Exercise instructions -
Repeat the items below without any changes, from the line containing "Please tag the reflective stripe on trouser" down to the line containing "column 315, row 35", including both of those lines.

-=-=-=-=-

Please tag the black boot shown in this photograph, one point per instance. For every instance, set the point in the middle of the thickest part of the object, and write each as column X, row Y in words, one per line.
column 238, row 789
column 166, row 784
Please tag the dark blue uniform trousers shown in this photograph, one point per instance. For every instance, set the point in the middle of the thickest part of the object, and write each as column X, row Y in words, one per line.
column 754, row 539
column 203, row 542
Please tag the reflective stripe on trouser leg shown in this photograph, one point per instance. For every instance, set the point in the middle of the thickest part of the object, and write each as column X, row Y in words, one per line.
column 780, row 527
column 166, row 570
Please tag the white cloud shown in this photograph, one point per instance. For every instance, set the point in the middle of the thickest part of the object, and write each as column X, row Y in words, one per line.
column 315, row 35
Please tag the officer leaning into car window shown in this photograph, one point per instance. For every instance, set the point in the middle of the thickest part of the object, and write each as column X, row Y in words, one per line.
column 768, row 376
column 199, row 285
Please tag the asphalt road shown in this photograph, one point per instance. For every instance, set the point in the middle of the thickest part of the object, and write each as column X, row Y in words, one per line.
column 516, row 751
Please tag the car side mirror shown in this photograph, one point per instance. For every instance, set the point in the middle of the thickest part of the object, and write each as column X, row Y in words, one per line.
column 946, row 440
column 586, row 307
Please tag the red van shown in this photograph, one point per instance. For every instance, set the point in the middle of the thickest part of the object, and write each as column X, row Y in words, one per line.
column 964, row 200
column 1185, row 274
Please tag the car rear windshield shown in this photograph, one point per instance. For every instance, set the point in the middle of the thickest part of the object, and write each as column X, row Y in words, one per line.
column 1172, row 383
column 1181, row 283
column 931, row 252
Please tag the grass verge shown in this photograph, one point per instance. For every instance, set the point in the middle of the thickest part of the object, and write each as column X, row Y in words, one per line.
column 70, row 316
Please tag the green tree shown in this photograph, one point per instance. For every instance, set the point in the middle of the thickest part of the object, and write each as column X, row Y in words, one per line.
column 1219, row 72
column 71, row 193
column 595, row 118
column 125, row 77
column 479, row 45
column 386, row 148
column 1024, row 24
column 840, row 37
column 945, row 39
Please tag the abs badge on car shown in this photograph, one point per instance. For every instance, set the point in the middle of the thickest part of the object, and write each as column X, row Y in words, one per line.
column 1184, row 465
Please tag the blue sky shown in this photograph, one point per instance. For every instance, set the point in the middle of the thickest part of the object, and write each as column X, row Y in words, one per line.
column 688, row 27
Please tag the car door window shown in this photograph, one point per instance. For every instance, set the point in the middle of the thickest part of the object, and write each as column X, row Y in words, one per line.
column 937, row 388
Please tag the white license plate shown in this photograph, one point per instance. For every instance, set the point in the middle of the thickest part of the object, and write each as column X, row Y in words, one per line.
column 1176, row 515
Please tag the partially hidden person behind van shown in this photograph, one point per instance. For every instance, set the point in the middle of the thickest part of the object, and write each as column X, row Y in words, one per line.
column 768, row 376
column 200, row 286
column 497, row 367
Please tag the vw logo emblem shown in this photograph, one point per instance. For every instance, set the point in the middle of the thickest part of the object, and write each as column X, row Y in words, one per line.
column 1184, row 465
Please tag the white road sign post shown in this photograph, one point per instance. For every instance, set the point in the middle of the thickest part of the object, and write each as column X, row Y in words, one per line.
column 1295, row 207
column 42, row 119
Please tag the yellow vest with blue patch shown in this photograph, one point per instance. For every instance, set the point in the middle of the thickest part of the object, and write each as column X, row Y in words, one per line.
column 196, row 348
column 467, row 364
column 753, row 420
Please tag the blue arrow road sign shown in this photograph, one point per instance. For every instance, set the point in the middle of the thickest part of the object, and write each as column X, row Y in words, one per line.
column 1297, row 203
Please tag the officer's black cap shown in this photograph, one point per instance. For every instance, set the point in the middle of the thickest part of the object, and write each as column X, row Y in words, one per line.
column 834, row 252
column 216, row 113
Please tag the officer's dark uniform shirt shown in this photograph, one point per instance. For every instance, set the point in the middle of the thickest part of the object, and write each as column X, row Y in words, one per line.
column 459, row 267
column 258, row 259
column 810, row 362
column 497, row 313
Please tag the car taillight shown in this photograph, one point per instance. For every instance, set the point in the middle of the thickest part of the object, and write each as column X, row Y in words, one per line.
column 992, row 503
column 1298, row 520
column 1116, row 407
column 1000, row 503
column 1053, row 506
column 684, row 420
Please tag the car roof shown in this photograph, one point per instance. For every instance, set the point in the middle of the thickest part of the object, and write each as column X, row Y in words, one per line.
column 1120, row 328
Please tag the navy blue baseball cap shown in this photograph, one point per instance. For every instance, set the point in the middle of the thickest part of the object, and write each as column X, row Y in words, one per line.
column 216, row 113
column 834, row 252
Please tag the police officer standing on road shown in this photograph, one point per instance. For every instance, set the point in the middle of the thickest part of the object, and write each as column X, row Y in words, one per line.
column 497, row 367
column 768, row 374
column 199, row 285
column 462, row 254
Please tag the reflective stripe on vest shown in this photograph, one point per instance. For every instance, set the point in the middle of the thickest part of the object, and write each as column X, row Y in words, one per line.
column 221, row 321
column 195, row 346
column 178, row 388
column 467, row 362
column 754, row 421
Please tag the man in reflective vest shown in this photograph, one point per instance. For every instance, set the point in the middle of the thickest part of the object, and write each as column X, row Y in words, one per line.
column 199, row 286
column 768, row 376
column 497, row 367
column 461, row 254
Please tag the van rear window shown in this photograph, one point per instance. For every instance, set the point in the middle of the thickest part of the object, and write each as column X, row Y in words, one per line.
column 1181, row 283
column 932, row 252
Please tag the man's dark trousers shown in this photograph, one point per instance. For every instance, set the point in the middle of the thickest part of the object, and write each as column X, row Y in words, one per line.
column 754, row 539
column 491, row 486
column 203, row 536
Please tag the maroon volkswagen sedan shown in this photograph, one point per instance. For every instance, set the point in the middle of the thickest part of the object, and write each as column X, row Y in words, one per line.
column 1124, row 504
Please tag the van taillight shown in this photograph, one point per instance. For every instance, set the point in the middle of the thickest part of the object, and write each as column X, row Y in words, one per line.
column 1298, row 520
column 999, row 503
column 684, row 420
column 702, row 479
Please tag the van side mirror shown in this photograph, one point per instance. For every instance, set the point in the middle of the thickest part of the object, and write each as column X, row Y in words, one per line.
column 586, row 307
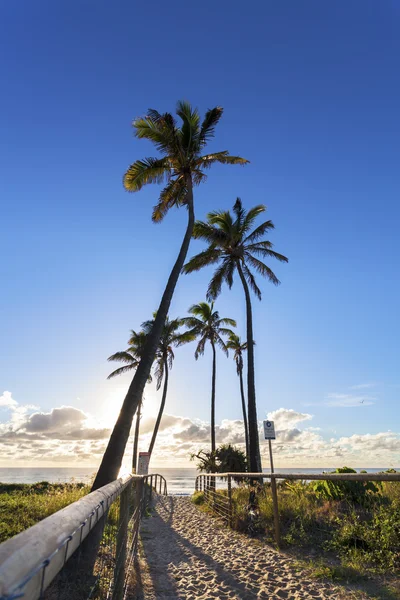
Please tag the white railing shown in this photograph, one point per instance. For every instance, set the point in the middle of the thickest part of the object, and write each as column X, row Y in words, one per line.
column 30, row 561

-=-=-=-=-

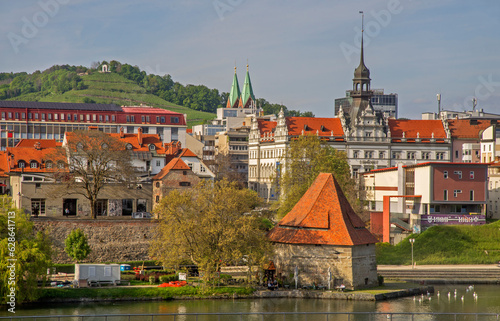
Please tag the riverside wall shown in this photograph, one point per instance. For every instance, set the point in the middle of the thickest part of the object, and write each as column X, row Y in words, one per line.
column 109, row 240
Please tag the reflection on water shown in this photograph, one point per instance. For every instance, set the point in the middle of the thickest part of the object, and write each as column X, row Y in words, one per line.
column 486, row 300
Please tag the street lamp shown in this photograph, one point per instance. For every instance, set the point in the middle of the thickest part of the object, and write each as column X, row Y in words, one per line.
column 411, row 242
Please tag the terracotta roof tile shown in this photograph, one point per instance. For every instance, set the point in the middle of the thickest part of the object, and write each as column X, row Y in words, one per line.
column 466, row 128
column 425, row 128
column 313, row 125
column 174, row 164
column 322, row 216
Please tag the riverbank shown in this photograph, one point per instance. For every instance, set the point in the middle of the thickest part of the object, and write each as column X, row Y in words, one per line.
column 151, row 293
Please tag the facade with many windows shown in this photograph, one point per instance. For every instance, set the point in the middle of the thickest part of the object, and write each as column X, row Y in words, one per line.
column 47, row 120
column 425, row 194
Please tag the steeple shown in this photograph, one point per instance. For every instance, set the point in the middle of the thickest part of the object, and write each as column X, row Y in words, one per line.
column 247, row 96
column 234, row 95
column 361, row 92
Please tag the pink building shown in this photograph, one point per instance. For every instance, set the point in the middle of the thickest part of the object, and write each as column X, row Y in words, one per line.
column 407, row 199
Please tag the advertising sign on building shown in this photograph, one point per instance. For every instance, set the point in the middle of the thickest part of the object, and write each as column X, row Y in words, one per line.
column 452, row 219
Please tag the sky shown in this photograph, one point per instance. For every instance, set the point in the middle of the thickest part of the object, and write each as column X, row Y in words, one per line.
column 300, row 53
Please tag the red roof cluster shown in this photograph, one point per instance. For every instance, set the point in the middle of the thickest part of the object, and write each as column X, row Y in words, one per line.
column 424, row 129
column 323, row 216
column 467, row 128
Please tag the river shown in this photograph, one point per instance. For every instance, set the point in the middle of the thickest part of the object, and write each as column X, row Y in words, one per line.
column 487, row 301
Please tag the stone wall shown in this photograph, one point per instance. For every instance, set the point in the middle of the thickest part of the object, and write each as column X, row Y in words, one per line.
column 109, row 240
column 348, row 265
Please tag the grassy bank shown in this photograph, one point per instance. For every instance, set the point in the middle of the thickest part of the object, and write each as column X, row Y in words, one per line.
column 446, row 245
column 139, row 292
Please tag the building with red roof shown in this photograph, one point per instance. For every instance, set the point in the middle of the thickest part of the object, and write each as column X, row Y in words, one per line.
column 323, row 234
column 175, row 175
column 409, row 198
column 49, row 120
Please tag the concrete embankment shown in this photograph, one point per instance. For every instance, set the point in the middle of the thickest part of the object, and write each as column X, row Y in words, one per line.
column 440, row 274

-=-=-=-=-

Full answer -
Please tag the reflective stripe on trouser leg shown in this photograph, one point per instance. For every instance, set the point in the middle of the thickest part of the object, and write each as column X, row Y in words, one per line.
column 780, row 527
column 166, row 570
Please tag the white cloud shown in this photograph, one point per instance. For every instance, set the point in the middle of the thickest part of the object, and write each as column X, row Y in words, one per line.
column 315, row 35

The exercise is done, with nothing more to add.